### Brontekst

Artikel 2 Toepassingsgebied

Deze beleidsregel is van toepassing op de behandeling van aanvragen voor ontheffingen voor een exceptioneel transport op basis van artikel 149a, tweede lid Wegenverkeerswet 1994.

Artikel 3 Soorten ontheffingen

Ontheffingen worden onderscheiden in langlopende ontheffingen en incidentele ontheffingen.

Artikel 4 Langlopende ontheffing

  • 1. Een langlopende ontheffing wordt verleend voor slechts 1 voertuig of 1 samenstel van voertuigen voor exceptionele transporten over een verzameling van wegen of weggedeeltes en heeft een geldigheidsduur van maximaal 1 jaar.

  • 2. Een langlopende ontheffing kan worden verleend indien de aanvraag betrekking heeft op:

    • a. een breedte die niet meer bedraagt dan 3,50 m;

    • b. een lengte die niet meer bedraagt dan 27,00 m;

    • c. een hoogte die niet meer bedraagt dan 4,15 m;

    • d. een maximale massa die niet meer bedraagt dan 100 ton;

    • e. een maximale aslast van 12 ton.

  • 3. In afwijking van het vorige lid kan een langlopende ontheffing worden verleend voor een bepaald gebied indien de aanvraag de in het tweede lid genoemde waarden overschrijdt mits:

    • a. de aanvraag betrekking heeft op wegen of weggedeeltes van niet meer dan één wegbeheerder, en

    • b. de aanvraag géén betrekking heeft op het gebruik van autosnelwegen onder beheer van het Rijk.

Artikel 5 Incidentele ontheffing

  • 1. Een incidentele ontheffingen kan worden verleend voor één bepaalde route en voor maximaal 4 voertuigen of 4 samenstellen van voertuigen, mits de kentekens van de voertuigen of samenstellen van voertuigen op het aanvraagformulier zijn vermeld.

  • 2. Incidentele ontheffingen kunnen worden verleend met een geldigheidsduur van:

    • a. maximaal twee weken, of

    • b. maximaal drie maanden, of

    • c. maximaal 1 jaar.

  • 3. Incidentele projectontheffingen als bedoeld in het tweede lid, onder b, kunnen slechts worden verleend indien meerdere identieke exceptionele transporten door dezelfde transporteur gedurende een bepaalde en beperkte periode over één bepaalde route moeten worden uitgevoerd. Een projectontheffing met een geldigheidsduur van zes weken of meer wordt slechts verleend voor een exceptioneel transport indien:

    • a. de breedte niet meer bedraagt dan 4,50 m, of

    • b. de lengte niet meer bedraagt dan 60 m, of

    • c. de hoogte niet meer bedraagt dan 4,50 m.

######

*Opdrachten*:
• a. Vertaal de volgende zin uit de beleidsregel over exceptioneel transport in het Engels: "Een langlopende ontheffing wordt verleend voor slechts 1 voertuig of 1 samenstel van voertuigen voor exceptionele transporten over een verzameling van wegen of weggedeeltes en heeft een geldigheidsduur van maximaal 1 jaar."
• b. Geef bij elk van de onderstaande beweringen aan of deze overeenstemt met de beleidsregel over exceptioneel transport. Antwoord telkens met ja of nee en citeer de woorden uit de beleidsregel die de doorslag geven.
(i) Bij een langlopende ontheffing volgens het tweede lid van artikel 4 bedraagt de hoogte niet meer dan 4,15 m.
(ii) Een incidentele ontheffing kan worden verleend voor maximaal zes voertuigen.
(iii) De afwijking in het derde lid van artikel 4 geldt ook wanneer de aanvraag autosnelwegen onder beheer van het Rijk betreft.
• c. Zet de beleidsregel over exceptioneel transport voort na het laatste onderdeel dat wordt getoond.

### Opgeslagen gegevens

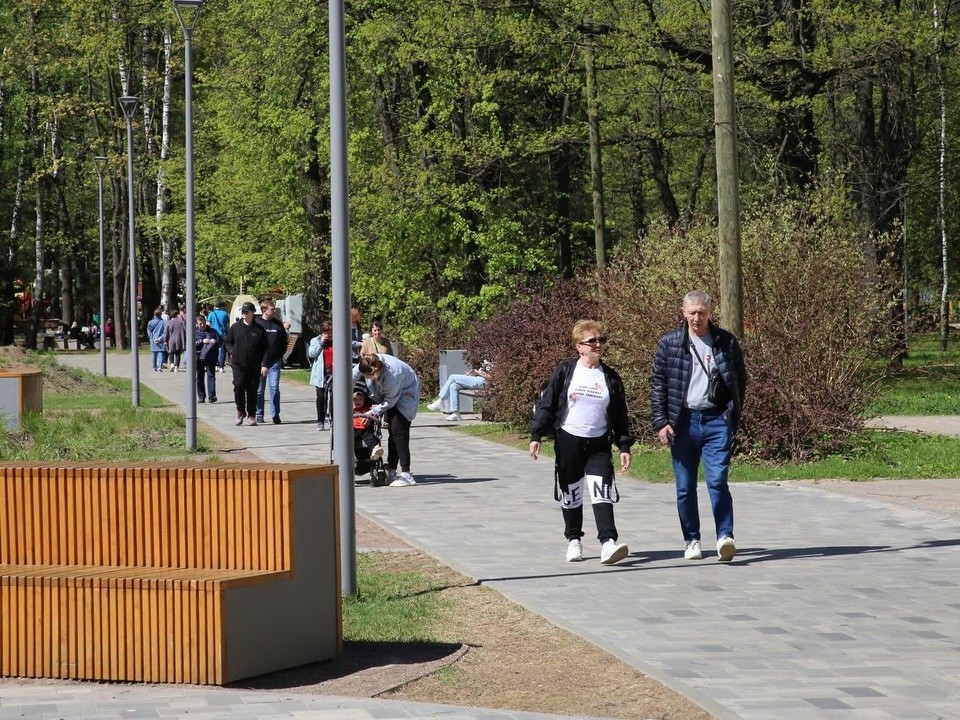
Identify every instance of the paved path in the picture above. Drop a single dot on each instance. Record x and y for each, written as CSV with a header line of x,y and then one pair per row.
x,y
836,606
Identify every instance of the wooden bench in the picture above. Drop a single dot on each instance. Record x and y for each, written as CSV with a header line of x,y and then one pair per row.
x,y
164,573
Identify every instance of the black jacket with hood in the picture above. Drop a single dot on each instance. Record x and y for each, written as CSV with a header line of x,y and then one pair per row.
x,y
673,368
551,410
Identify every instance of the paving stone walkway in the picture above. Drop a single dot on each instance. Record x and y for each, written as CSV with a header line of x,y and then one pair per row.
x,y
836,606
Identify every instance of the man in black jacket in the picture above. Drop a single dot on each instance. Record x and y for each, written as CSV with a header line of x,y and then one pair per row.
x,y
247,343
697,390
273,360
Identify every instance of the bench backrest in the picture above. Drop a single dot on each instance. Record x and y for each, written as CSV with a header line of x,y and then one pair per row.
x,y
149,515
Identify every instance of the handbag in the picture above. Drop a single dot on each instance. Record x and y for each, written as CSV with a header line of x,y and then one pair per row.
x,y
717,392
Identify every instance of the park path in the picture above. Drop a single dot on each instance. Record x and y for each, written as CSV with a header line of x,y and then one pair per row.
x,y
836,606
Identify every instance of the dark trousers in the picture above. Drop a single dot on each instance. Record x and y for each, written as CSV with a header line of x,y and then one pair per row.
x,y
207,378
584,467
245,386
398,444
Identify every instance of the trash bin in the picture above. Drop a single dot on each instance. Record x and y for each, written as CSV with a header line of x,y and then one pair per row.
x,y
21,390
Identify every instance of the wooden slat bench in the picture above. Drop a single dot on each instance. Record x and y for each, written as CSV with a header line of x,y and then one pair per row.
x,y
165,573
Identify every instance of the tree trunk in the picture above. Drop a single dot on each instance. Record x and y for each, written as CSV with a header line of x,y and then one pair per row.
x,y
596,165
942,182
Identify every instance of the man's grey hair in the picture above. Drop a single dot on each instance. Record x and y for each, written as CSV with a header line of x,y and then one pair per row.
x,y
698,297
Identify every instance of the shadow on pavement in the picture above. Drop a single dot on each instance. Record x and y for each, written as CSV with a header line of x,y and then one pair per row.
x,y
366,669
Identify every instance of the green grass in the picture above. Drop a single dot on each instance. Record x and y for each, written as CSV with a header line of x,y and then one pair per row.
x,y
928,383
390,605
89,417
873,454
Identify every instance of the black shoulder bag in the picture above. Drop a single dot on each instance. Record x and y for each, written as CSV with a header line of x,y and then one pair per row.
x,y
717,392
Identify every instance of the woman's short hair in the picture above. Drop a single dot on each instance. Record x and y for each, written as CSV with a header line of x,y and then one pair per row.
x,y
370,365
581,327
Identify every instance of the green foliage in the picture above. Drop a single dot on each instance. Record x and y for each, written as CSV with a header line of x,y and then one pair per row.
x,y
88,417
390,606
927,384
811,325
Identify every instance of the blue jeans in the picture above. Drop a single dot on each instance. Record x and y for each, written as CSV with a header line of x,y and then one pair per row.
x,y
450,392
273,380
703,435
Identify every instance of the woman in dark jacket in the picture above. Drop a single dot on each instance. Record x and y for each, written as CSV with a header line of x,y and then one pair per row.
x,y
585,406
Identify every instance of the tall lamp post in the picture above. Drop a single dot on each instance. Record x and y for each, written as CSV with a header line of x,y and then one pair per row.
x,y
340,274
129,105
187,13
100,163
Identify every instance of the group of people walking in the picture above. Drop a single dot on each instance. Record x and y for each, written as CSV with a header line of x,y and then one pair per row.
x,y
255,345
697,391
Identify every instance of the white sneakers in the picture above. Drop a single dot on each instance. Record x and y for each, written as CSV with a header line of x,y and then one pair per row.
x,y
726,548
402,479
612,552
692,550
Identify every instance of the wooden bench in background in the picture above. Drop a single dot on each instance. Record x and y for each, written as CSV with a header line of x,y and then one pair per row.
x,y
163,573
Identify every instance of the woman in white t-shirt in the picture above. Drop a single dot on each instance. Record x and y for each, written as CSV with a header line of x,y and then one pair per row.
x,y
585,406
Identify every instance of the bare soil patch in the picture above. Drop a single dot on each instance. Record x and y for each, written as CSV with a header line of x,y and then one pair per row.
x,y
490,652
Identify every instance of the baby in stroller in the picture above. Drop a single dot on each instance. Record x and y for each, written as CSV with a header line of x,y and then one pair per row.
x,y
366,439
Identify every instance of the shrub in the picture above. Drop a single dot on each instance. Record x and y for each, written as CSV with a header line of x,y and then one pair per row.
x,y
811,312
525,342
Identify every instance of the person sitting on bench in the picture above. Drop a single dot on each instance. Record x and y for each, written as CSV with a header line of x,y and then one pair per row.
x,y
449,400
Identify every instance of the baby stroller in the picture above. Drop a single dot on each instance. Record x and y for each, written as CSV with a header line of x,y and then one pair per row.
x,y
367,435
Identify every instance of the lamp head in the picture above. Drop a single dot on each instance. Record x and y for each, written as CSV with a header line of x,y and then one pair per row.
x,y
187,13
129,105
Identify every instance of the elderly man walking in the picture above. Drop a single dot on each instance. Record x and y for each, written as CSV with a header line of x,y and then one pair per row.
x,y
696,398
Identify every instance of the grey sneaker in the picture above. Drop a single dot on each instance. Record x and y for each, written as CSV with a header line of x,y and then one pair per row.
x,y
692,550
726,548
612,552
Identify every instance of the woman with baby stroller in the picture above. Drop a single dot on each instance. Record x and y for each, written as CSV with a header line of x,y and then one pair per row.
x,y
395,389
366,438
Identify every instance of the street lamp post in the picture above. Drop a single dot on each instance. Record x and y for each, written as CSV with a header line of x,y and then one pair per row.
x,y
100,163
129,105
340,275
187,13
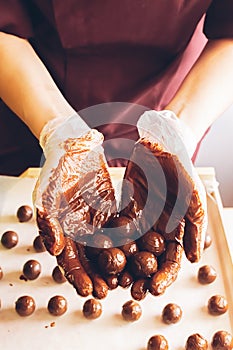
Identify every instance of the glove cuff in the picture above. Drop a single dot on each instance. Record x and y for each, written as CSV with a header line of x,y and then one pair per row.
x,y
168,130
62,128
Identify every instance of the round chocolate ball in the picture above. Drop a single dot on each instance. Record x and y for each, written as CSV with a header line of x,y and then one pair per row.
x,y
112,261
171,313
139,289
196,342
98,243
58,275
217,305
143,264
222,340
38,244
57,305
31,269
25,305
92,309
112,281
125,279
131,311
128,247
157,342
24,213
9,239
206,274
152,242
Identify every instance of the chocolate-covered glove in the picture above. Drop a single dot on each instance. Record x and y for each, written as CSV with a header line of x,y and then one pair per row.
x,y
74,196
163,193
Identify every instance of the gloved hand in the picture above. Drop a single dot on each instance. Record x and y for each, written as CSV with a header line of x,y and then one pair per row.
x,y
162,192
74,196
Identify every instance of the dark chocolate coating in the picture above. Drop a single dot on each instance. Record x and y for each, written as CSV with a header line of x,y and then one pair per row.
x,y
143,264
24,213
9,239
112,261
157,342
92,309
196,342
38,244
217,305
57,305
172,313
222,340
131,311
206,274
152,242
58,276
25,305
125,226
31,269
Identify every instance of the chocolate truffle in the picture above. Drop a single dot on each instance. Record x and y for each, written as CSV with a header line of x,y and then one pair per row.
x,y
31,269
125,279
112,281
98,242
128,247
25,305
92,309
38,244
217,305
131,311
222,340
196,342
143,264
57,305
152,242
157,342
206,274
9,239
112,261
171,313
57,275
24,213
139,289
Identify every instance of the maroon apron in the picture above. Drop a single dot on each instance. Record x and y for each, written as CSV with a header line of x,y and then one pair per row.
x,y
111,61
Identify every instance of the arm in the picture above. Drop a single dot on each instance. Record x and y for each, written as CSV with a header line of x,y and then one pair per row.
x,y
27,87
207,90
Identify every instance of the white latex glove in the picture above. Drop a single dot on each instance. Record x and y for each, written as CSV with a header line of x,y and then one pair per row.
x,y
168,196
74,194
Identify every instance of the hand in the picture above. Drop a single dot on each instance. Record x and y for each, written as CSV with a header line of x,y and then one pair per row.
x,y
74,195
163,193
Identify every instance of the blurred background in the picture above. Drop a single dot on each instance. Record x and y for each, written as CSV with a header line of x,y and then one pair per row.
x,y
217,151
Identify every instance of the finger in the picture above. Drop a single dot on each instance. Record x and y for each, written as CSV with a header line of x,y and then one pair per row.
x,y
194,230
168,271
51,233
74,271
100,287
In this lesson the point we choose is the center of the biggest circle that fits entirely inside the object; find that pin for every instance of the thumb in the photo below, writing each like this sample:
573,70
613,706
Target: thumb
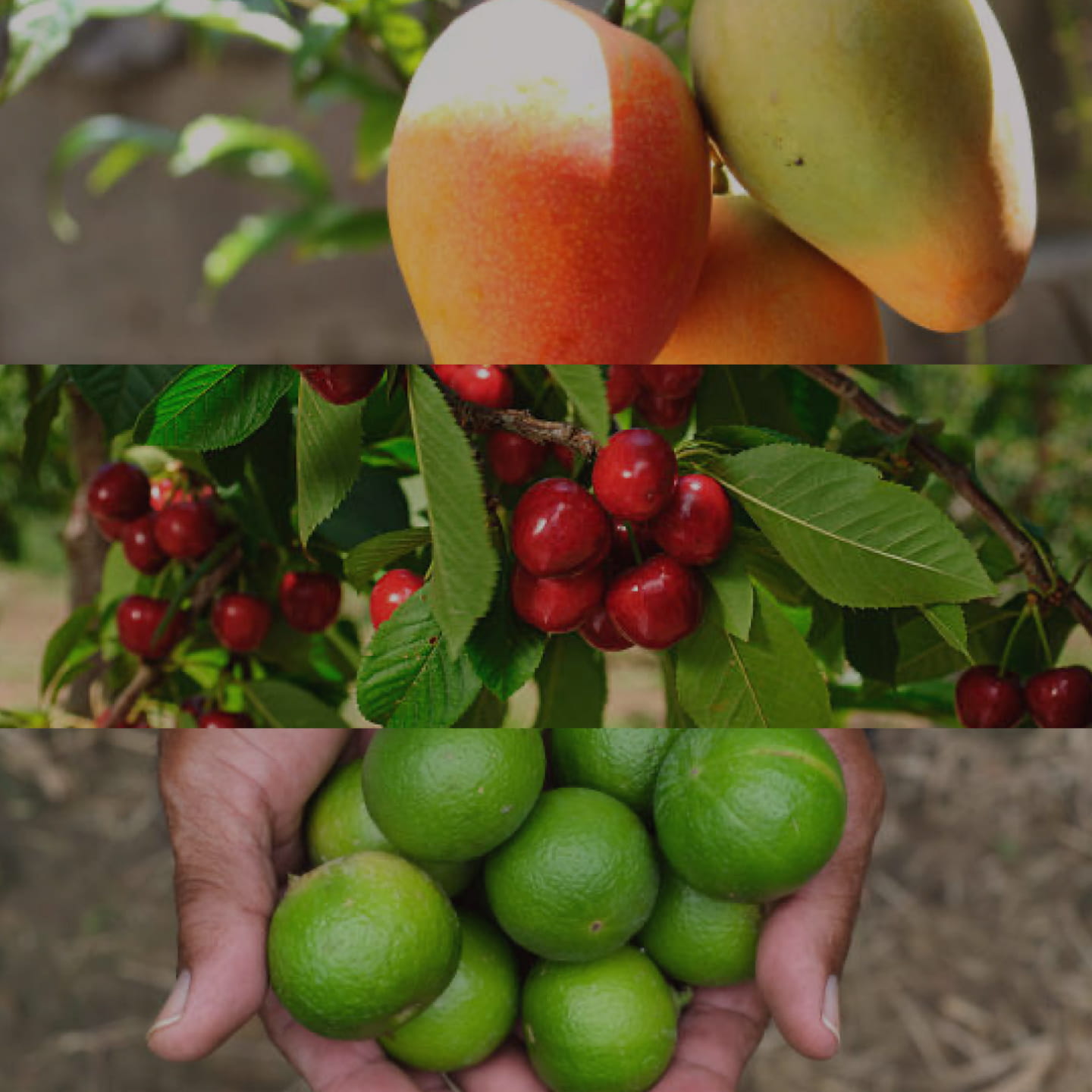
226,890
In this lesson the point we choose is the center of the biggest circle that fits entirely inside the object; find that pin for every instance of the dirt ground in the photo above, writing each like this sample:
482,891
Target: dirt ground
970,973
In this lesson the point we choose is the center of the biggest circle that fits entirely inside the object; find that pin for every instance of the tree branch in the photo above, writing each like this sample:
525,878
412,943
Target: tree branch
1042,578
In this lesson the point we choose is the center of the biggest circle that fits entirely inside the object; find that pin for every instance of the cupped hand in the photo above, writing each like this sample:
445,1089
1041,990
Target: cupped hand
235,804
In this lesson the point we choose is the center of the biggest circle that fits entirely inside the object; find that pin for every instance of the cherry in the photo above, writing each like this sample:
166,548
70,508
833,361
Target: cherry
142,551
514,459
664,413
342,384
188,531
623,384
557,604
220,719
987,699
672,380
391,592
1062,698
602,633
140,618
241,623
310,602
635,475
696,526
558,529
119,491
657,604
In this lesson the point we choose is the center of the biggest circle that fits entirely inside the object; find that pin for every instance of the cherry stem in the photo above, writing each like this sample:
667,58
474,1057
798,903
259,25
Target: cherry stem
1029,554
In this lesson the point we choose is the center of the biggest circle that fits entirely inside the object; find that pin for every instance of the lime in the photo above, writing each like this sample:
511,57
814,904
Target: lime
578,881
339,824
605,1027
622,762
751,814
702,942
452,794
473,1015
360,946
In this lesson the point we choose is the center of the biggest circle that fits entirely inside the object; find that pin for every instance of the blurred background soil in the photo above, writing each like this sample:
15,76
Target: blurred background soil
970,972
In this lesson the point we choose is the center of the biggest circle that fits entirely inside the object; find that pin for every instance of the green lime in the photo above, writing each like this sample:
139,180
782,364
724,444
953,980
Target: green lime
622,762
702,942
473,1015
578,881
339,824
362,945
452,794
605,1027
751,814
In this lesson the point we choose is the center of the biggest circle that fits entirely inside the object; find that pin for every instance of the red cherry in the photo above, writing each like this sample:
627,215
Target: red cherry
188,531
696,526
514,459
342,384
558,529
310,602
142,551
635,475
241,623
557,604
1062,698
119,491
987,699
657,604
602,633
140,618
218,719
623,384
672,380
488,386
664,413
397,588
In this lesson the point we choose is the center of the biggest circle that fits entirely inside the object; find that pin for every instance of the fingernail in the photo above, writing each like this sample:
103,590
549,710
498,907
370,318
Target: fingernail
175,1008
833,1008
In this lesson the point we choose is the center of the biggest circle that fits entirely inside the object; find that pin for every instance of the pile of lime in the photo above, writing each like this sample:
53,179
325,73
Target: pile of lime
469,883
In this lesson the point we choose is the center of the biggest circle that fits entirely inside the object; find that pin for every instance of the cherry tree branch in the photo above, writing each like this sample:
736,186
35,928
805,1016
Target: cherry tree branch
1050,587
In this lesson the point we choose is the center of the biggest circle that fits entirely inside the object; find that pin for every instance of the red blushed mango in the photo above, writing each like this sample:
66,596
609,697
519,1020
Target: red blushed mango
548,190
766,296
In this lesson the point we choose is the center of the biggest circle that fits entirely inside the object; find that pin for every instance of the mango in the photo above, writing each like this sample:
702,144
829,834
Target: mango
893,136
548,190
766,296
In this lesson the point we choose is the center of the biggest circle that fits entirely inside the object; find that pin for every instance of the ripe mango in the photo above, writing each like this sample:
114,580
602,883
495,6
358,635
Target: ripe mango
766,296
893,136
548,190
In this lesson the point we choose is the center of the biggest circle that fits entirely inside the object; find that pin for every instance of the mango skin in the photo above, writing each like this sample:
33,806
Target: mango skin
767,297
893,136
548,190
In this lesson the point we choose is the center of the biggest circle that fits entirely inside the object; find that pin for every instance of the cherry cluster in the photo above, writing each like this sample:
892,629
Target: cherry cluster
988,698
176,519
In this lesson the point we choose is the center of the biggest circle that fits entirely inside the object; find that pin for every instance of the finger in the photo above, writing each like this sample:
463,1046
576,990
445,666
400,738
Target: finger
330,1066
717,1037
807,937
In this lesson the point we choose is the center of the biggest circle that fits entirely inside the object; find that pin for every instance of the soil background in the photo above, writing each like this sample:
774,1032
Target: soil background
970,973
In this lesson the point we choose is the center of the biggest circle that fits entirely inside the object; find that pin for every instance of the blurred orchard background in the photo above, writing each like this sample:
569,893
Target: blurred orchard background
969,973
130,290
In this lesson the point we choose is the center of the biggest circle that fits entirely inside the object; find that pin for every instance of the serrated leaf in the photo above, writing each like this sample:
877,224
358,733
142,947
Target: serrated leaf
573,685
213,406
464,560
366,560
281,704
770,682
858,541
409,675
585,389
329,444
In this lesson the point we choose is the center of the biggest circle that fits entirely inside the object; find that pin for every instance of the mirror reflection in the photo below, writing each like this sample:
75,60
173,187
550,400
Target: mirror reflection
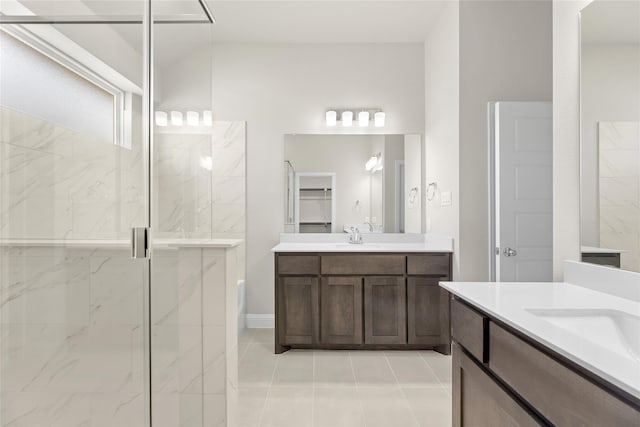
336,183
610,134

######

*Antwoorden per opdracht*:
• a. A long-term exemption is granted for only 1 vehicle or 1 combination of vehicles for exceptional transports over a set of roads or road sections and has a maximum period of validity of 1 year.

• b.
(i) Ja: "een hoogte die niet meer bedraagt dan 4,15 m".
(ii) Nee: "voor maximaal 4 voertuigen of 4 samenstellen van voertuigen".
(iii) Nee: "de aanvraag géén betrekking heeft op het gebruik van autosnelwegen onder beheer van het Rijk".

• c.
  • 4. Incidentele ontheffingen als bedoeld in het tweede lid, onder c, kunnen voor een bepaalde bestemming slechts worden verleend indien:

    • a. de aanvrager in het bezit is van een langlopende ontheffing als bedoeld in artikel 4, tweede lid, die tenminste geldig is voor de maximale afmetingen en massa ’s van één van in het derde lid genoemde onderdelen a tot en met e, voor wegen onder het beheer van het Rijk, en

    • b. de aangevraagde route, mits dit de meest doelmatige route is, niet meer dan 15 kilometer bedraagt en geen betrekking heeft op autosnelwegen onder beheer van het Rijk, en

    • c. de aanvraag de artikel 4, tweede lid, onder a tot en met e, genoemde maten en gewichten niet overschrijd.

  • 5. Incidentele ontheffingen als bedoeld in het tweede lid, onder c, kunnen tevens als opstap- ontheffing worden verleend indien de aangevraagde route:

    • a. geen betrekking heeft op autosnelwegen onder beheer van het Rijk, en

    • b. mits het de meest veilige en doelmatige route is, deze route niet meer dan 15 kilometer bedraagt, en

    • c. wegen of weggedeeltes onder beheer van niet meer dan twee wegbeheerders betreft.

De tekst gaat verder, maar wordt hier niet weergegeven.